- _Listed records_:
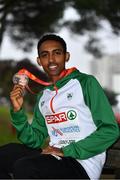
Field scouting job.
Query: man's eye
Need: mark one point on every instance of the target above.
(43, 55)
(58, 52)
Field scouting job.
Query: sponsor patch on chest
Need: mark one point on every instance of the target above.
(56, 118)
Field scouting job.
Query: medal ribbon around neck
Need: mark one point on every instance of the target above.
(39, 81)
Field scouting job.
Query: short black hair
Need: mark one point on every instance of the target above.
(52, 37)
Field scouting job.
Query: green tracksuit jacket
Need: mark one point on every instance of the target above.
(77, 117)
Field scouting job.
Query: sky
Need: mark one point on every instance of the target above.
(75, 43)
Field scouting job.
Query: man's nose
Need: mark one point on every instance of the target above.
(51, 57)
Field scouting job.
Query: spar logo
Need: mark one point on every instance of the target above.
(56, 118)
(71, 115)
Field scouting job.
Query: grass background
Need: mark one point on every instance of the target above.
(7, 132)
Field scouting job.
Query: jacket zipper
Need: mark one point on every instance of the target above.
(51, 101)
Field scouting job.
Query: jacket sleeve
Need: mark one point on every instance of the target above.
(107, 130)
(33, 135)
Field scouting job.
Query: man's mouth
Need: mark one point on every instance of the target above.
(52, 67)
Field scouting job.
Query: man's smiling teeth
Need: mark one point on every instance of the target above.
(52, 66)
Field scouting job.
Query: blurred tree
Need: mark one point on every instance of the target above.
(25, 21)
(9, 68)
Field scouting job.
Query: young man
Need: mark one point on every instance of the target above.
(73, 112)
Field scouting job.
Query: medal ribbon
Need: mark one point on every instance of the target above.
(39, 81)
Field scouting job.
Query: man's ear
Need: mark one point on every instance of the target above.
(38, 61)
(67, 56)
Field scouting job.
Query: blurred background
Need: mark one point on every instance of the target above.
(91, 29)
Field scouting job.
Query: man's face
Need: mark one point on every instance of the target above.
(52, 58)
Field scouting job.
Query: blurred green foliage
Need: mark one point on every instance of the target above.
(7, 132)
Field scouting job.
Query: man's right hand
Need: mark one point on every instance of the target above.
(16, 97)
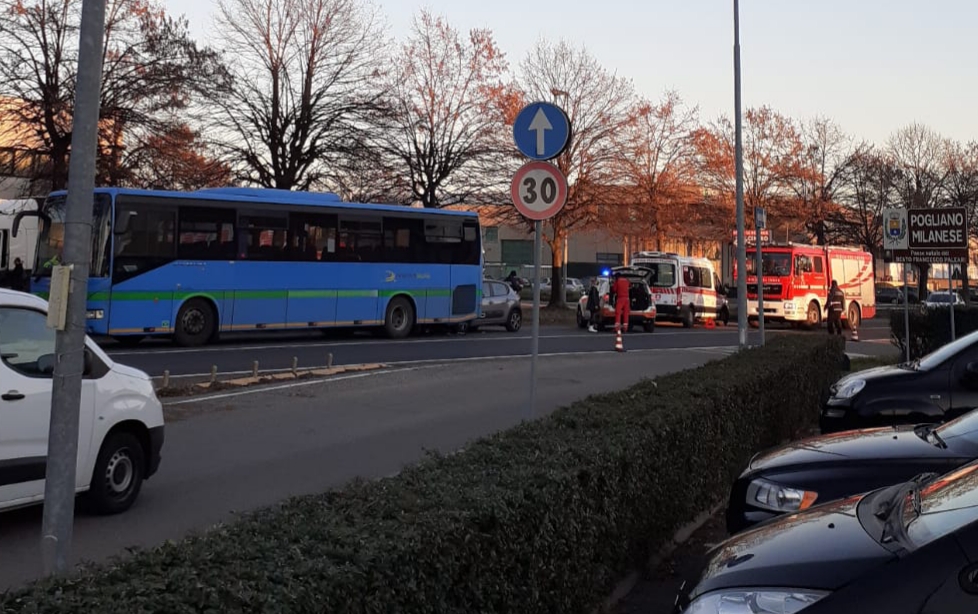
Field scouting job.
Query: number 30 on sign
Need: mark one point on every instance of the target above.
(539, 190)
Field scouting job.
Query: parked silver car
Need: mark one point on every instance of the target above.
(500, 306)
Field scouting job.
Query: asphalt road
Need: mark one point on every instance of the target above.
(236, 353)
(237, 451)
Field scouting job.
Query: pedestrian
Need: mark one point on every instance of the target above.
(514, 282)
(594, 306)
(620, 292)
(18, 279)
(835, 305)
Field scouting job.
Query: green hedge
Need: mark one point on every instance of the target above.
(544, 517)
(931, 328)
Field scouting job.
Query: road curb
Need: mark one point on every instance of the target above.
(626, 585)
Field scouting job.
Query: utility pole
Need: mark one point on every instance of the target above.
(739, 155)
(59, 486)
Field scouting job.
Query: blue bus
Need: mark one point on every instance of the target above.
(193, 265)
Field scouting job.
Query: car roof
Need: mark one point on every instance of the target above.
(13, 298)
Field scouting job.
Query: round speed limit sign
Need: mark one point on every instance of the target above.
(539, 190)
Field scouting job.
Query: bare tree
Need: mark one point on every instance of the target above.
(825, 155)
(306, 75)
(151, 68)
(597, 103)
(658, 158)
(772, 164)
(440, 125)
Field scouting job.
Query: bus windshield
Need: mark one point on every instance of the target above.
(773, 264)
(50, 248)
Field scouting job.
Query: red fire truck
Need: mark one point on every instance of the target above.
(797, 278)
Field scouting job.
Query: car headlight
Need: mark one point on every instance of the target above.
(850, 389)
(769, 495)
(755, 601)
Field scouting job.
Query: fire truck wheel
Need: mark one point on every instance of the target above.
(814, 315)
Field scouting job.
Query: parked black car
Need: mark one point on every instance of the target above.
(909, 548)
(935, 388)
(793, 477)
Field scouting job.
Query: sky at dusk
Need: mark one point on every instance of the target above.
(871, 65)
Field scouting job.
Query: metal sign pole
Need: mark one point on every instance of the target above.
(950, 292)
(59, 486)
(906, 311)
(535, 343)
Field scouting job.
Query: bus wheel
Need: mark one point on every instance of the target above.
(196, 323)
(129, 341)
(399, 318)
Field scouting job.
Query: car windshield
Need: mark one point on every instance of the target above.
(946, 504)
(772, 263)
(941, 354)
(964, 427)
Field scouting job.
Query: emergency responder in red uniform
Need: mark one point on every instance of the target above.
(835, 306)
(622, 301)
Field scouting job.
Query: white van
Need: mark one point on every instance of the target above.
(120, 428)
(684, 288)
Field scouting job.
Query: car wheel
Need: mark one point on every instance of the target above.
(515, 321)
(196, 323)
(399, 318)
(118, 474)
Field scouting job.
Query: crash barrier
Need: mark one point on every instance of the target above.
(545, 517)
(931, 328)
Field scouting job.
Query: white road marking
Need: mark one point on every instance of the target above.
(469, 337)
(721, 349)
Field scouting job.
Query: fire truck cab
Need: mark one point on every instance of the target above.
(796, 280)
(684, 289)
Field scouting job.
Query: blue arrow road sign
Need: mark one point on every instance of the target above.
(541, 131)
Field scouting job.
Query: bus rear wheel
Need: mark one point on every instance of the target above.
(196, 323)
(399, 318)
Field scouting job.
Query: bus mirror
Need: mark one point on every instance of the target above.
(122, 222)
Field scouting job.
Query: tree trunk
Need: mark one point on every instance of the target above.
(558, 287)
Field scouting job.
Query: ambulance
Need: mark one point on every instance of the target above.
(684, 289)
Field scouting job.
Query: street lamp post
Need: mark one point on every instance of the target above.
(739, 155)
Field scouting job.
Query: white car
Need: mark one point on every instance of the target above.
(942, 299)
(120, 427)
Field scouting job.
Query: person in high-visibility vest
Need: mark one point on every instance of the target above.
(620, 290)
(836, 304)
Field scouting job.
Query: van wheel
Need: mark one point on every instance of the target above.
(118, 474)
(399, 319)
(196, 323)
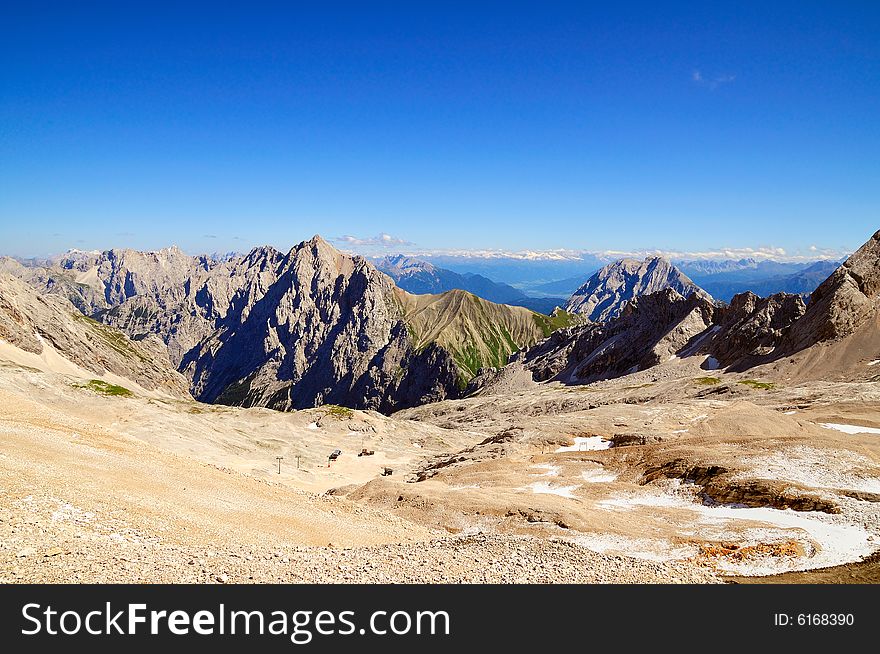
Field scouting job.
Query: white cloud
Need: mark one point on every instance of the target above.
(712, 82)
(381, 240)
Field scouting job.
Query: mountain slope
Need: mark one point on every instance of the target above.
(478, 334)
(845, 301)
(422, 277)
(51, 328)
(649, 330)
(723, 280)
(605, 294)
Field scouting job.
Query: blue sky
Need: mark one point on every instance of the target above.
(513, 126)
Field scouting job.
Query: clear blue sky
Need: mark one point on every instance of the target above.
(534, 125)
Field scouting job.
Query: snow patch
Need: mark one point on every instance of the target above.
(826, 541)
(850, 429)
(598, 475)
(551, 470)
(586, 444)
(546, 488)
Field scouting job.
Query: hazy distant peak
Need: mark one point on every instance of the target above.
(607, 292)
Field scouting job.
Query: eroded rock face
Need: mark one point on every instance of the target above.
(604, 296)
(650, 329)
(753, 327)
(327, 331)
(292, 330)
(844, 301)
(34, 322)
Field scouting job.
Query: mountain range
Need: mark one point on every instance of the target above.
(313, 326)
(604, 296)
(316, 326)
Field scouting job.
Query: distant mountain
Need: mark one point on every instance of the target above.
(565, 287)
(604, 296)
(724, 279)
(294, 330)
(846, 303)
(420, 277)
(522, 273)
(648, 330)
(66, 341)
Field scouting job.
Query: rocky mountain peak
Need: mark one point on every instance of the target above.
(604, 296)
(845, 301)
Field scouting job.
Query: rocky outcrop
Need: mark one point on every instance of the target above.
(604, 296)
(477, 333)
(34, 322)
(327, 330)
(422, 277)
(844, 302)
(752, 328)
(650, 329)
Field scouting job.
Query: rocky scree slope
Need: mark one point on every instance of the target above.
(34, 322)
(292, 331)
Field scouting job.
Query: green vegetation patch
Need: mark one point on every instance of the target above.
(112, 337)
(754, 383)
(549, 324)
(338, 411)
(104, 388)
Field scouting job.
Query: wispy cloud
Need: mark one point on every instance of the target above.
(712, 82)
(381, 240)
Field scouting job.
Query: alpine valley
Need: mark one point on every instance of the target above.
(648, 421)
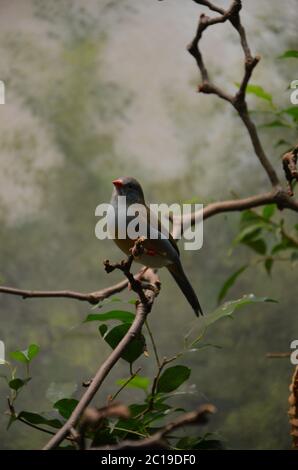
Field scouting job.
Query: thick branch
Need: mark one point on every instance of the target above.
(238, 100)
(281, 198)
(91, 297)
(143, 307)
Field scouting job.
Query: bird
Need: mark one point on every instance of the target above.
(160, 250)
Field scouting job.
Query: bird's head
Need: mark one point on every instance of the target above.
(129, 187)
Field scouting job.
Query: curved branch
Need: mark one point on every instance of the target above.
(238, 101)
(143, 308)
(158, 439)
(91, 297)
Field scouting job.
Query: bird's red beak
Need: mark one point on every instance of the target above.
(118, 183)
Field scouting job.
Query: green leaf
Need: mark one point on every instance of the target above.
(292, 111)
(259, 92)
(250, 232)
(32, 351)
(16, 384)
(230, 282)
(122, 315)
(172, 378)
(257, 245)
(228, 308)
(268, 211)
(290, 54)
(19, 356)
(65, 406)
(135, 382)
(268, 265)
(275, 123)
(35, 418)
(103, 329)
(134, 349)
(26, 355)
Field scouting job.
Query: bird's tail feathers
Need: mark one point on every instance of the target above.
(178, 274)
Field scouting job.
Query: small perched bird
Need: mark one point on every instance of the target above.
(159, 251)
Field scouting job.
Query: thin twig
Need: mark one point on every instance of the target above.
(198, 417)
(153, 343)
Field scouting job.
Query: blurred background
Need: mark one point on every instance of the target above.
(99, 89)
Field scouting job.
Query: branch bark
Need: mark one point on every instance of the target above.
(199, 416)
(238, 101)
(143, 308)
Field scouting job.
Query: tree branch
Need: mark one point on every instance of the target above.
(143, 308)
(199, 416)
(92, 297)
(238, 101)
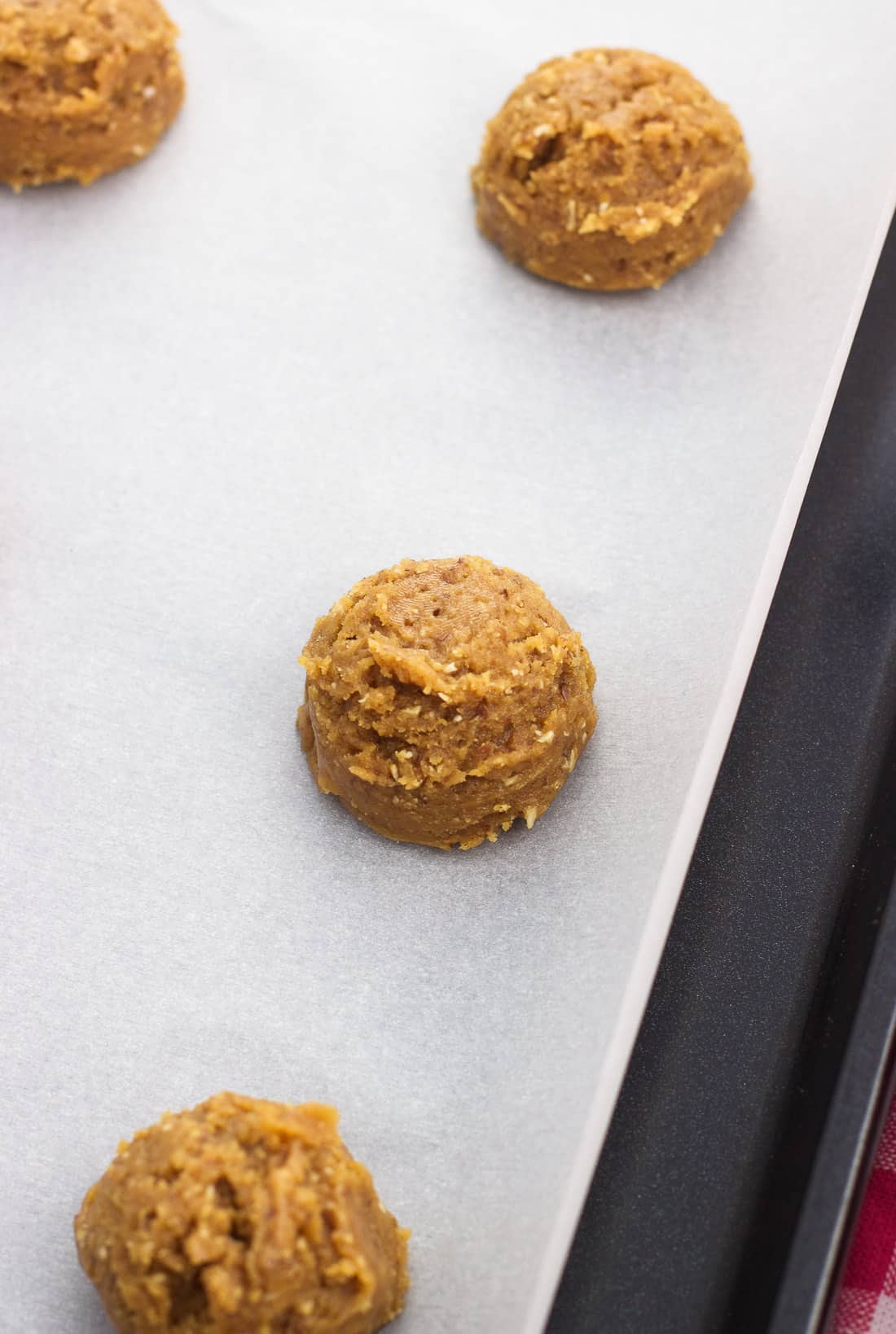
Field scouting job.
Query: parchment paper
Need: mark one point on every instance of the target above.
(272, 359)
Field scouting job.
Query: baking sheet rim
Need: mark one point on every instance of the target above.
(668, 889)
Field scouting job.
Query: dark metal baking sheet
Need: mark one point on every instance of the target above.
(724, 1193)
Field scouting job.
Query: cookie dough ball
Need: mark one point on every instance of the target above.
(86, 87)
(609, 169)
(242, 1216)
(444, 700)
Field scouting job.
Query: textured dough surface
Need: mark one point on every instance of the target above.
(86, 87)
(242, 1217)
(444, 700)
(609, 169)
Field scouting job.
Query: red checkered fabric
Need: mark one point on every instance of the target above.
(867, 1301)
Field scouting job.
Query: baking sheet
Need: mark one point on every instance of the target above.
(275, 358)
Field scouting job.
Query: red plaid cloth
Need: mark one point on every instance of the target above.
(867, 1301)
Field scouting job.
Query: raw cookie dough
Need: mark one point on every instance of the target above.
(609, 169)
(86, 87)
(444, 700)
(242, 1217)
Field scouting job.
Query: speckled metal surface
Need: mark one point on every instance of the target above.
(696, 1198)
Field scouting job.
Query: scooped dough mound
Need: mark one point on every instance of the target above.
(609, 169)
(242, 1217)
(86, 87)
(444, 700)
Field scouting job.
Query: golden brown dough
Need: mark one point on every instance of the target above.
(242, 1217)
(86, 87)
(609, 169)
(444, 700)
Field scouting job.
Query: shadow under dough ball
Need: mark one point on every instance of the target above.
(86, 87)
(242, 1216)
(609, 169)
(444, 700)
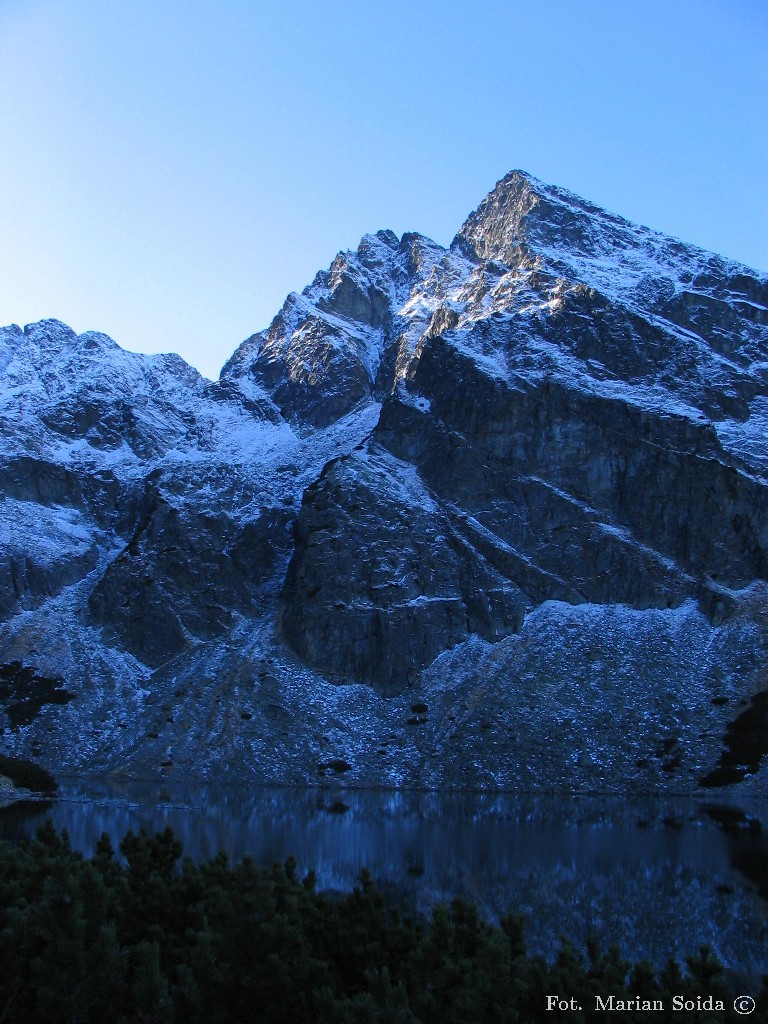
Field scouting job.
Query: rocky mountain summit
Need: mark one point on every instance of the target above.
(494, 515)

- _Instructions for the task_: How many lines in the items contain the word "sheet", with case counting? Reply with the number alone.

- _Answer to the problem_: 3